Reproduza sem nenhuma alteração todas as linhas dos dados a seguir, da linha que contém "Target: rocky cliff" até o fim dos dados, ambas inclusive.

"""

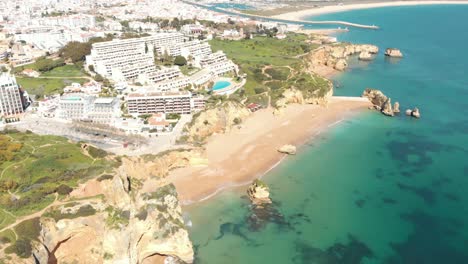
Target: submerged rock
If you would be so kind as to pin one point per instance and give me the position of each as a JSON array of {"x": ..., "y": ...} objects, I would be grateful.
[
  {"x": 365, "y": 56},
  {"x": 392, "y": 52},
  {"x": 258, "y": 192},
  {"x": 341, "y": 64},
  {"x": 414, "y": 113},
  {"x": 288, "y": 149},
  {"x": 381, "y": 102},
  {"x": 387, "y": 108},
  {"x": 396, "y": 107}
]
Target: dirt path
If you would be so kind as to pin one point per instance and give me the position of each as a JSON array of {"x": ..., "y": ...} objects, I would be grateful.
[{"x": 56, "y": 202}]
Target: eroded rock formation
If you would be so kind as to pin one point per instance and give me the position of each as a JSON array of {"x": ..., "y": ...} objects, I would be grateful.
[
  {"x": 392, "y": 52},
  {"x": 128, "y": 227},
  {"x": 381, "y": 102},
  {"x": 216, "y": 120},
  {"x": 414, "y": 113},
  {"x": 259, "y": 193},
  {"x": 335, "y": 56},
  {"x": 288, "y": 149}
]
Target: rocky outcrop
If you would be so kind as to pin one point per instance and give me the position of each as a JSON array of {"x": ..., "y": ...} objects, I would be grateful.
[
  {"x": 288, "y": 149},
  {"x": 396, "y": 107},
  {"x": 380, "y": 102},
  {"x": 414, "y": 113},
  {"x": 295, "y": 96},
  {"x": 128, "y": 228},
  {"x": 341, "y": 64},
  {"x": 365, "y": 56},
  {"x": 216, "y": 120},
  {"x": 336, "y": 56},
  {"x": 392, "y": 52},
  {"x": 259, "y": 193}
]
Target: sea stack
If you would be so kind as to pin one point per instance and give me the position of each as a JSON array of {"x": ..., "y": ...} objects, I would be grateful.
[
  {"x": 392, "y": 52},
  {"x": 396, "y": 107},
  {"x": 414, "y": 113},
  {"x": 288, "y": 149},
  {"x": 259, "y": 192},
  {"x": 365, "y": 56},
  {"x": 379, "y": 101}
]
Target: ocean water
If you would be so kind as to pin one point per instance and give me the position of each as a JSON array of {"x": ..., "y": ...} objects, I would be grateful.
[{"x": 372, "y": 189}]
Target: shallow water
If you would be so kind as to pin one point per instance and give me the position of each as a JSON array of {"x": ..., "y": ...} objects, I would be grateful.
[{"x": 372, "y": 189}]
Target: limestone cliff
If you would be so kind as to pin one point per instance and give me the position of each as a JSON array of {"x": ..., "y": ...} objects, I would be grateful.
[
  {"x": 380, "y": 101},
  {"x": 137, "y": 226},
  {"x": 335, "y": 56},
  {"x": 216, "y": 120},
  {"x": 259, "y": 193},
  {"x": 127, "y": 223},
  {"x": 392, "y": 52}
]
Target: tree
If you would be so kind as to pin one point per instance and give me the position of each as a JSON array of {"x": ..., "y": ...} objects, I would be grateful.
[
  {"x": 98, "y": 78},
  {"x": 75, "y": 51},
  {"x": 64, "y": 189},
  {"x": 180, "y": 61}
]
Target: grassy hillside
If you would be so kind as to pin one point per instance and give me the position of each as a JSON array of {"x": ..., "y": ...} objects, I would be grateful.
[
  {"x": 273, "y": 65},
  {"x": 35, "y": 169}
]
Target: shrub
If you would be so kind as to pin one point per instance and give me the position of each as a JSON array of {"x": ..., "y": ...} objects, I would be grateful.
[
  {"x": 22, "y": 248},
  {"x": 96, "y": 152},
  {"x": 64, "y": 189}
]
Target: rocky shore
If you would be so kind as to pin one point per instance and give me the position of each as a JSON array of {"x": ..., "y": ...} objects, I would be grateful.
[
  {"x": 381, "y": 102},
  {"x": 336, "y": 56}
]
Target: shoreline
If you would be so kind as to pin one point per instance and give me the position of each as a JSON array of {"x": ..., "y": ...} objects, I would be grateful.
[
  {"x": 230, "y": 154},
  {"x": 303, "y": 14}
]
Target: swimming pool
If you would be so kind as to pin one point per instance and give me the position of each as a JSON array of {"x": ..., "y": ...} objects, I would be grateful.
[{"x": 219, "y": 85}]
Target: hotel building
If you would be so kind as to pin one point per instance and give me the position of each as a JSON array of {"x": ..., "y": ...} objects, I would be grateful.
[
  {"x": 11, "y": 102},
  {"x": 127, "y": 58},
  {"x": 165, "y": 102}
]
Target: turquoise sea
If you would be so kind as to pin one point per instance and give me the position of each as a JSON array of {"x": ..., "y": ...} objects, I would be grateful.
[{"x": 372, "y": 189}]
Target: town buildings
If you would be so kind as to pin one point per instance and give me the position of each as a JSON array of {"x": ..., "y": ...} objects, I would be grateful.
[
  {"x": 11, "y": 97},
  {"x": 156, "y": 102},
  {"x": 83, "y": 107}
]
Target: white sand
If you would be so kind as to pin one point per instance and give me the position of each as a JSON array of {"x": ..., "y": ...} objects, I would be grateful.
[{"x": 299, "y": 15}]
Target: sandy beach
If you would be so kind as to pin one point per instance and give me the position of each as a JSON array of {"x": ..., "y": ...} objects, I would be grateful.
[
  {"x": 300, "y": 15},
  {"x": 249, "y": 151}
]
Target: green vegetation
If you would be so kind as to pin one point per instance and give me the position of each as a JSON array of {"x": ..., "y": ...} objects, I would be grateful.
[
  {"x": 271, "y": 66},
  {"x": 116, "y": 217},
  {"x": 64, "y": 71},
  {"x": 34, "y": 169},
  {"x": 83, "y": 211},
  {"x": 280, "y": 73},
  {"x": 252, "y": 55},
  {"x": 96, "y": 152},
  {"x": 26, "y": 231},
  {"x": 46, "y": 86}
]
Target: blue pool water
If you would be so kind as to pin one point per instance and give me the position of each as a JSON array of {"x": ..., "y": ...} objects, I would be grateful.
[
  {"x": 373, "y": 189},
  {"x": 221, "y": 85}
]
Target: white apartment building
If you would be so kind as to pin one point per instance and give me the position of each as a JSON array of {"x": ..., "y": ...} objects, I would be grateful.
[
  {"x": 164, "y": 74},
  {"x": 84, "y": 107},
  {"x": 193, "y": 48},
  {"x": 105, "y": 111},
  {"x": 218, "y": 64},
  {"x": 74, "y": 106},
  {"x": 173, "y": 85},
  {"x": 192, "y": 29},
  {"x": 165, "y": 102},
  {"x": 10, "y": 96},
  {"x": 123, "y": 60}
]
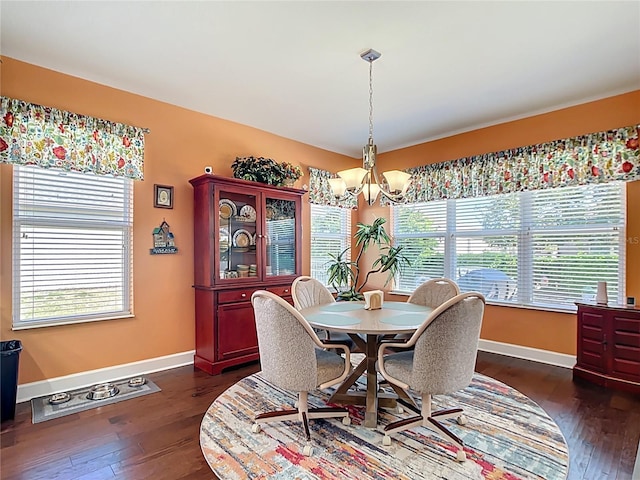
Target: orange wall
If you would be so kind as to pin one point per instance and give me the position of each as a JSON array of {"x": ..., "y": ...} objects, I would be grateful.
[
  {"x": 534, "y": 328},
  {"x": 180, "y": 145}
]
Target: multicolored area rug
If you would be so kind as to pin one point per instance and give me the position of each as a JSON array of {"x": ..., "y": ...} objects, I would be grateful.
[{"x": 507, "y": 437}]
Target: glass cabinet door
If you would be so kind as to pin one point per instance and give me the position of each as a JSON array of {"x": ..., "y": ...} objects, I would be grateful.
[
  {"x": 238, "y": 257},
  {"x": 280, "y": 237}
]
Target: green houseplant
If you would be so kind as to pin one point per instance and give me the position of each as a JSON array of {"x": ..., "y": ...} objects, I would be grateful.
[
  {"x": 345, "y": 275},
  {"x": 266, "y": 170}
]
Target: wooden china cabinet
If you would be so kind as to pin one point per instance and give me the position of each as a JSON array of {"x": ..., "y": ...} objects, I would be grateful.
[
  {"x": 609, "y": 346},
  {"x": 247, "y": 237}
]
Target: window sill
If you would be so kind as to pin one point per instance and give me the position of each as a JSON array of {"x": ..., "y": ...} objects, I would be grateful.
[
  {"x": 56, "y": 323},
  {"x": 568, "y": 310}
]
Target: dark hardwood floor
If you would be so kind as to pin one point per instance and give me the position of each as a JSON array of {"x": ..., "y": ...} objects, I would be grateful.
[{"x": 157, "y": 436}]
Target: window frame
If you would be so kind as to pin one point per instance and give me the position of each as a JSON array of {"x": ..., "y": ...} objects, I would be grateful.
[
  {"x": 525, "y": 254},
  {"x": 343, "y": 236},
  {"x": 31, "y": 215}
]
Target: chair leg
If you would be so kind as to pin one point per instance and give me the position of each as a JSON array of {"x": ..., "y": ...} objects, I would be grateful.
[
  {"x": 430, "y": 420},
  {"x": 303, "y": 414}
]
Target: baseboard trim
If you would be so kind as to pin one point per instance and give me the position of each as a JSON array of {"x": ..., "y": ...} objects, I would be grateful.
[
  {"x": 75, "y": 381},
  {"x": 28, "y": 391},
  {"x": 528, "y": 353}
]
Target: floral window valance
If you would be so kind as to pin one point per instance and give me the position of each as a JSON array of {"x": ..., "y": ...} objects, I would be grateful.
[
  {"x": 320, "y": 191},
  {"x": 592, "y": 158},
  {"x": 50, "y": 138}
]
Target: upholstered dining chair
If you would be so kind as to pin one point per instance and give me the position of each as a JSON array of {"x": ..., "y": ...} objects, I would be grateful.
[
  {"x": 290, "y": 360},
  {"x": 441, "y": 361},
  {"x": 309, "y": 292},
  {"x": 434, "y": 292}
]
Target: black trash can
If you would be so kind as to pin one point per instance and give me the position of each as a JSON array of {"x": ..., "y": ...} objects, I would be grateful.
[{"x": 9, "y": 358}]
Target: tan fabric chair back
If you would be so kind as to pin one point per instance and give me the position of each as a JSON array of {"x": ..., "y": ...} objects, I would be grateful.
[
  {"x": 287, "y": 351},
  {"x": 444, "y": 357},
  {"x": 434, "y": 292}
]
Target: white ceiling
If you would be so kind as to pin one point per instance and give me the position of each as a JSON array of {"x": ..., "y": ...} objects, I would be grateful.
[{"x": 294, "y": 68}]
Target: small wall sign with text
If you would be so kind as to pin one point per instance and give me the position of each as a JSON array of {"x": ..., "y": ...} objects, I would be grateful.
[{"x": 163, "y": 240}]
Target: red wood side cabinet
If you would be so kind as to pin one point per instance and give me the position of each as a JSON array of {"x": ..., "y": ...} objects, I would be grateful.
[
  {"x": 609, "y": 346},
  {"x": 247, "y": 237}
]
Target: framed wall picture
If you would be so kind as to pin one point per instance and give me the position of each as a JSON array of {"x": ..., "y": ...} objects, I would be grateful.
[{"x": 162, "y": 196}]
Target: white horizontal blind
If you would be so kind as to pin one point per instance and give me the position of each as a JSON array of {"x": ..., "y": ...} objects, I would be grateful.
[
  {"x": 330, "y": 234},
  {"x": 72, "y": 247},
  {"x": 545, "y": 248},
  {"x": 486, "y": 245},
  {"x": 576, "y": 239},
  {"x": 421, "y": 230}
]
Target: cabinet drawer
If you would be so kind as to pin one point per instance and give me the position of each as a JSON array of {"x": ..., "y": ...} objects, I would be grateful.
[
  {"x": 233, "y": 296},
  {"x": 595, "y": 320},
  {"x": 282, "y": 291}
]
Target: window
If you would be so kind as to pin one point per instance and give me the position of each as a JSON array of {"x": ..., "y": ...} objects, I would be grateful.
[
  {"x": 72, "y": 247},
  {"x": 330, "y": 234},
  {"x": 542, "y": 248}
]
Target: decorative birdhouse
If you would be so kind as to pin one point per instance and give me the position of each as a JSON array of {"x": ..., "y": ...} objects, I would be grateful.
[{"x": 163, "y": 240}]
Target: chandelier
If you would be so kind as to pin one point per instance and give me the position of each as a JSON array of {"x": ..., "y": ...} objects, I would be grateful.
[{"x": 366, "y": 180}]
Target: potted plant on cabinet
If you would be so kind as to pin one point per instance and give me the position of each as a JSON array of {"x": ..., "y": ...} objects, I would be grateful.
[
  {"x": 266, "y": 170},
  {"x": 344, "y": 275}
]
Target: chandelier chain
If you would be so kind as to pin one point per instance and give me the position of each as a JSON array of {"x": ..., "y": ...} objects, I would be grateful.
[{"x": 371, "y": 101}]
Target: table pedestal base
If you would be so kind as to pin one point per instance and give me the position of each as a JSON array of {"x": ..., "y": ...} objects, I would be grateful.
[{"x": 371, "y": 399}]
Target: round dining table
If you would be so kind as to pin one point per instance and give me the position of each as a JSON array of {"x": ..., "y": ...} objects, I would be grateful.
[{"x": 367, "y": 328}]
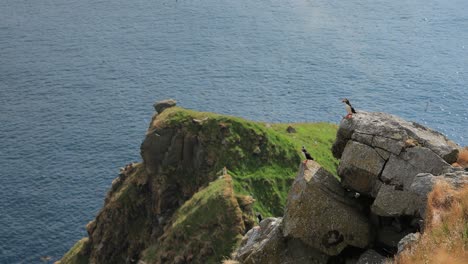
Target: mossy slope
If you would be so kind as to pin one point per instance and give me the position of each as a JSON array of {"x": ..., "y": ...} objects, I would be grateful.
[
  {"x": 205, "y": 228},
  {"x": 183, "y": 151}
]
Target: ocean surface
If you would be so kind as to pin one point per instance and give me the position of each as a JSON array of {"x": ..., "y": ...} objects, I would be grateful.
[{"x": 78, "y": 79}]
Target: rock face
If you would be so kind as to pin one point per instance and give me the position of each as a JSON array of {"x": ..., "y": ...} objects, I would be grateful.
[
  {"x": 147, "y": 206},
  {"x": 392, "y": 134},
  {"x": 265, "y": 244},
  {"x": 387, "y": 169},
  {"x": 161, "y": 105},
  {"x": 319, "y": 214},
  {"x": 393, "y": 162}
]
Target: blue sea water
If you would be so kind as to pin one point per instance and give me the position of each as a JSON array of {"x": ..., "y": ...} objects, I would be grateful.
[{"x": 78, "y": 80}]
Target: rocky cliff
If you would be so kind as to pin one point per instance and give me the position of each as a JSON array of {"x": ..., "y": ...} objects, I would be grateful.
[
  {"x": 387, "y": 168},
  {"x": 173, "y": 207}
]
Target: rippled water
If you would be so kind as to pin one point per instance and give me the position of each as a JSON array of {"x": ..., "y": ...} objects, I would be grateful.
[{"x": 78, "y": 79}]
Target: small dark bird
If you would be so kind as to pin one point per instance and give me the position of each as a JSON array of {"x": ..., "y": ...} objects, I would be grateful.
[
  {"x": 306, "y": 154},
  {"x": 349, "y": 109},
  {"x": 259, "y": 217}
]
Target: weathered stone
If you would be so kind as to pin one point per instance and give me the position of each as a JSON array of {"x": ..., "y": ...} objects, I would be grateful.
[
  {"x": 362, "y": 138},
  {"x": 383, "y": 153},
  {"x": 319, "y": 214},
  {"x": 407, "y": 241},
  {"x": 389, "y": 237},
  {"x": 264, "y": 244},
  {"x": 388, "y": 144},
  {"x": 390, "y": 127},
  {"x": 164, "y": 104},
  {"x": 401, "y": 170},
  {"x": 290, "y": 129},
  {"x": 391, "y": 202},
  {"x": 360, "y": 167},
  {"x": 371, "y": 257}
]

"""

__RESOLUÇÃO DO PROBLEMA__.
Target: rocky cliff
If you would be so kind as to pin one point per instance and give me the position of each as a JSON array of {"x": ..., "y": ...} objects, I would be grateful.
[
  {"x": 387, "y": 168},
  {"x": 173, "y": 207}
]
Target: rippled water
If you would be so kind as to pin one point per instance and give me the position of each as a JSON array of {"x": ..., "y": ...} objects, I would be grateful.
[{"x": 78, "y": 79}]
Target: small dark bird
If you would be so kind as to pin one point per instance and give me the position of each as a JSON array of {"x": ..., "y": ...} objects, I would be grateful.
[
  {"x": 306, "y": 154},
  {"x": 349, "y": 109},
  {"x": 259, "y": 217}
]
Target: weathered stone
If you would be so kind as to pin one point per instance and give me the position of each as a JSON array of {"x": ..., "y": ...} objects, I would be grateful.
[
  {"x": 362, "y": 138},
  {"x": 383, "y": 153},
  {"x": 319, "y": 214},
  {"x": 407, "y": 241},
  {"x": 389, "y": 237},
  {"x": 264, "y": 244},
  {"x": 388, "y": 144},
  {"x": 390, "y": 127},
  {"x": 164, "y": 104},
  {"x": 401, "y": 170},
  {"x": 290, "y": 129},
  {"x": 391, "y": 202},
  {"x": 360, "y": 167},
  {"x": 371, "y": 257}
]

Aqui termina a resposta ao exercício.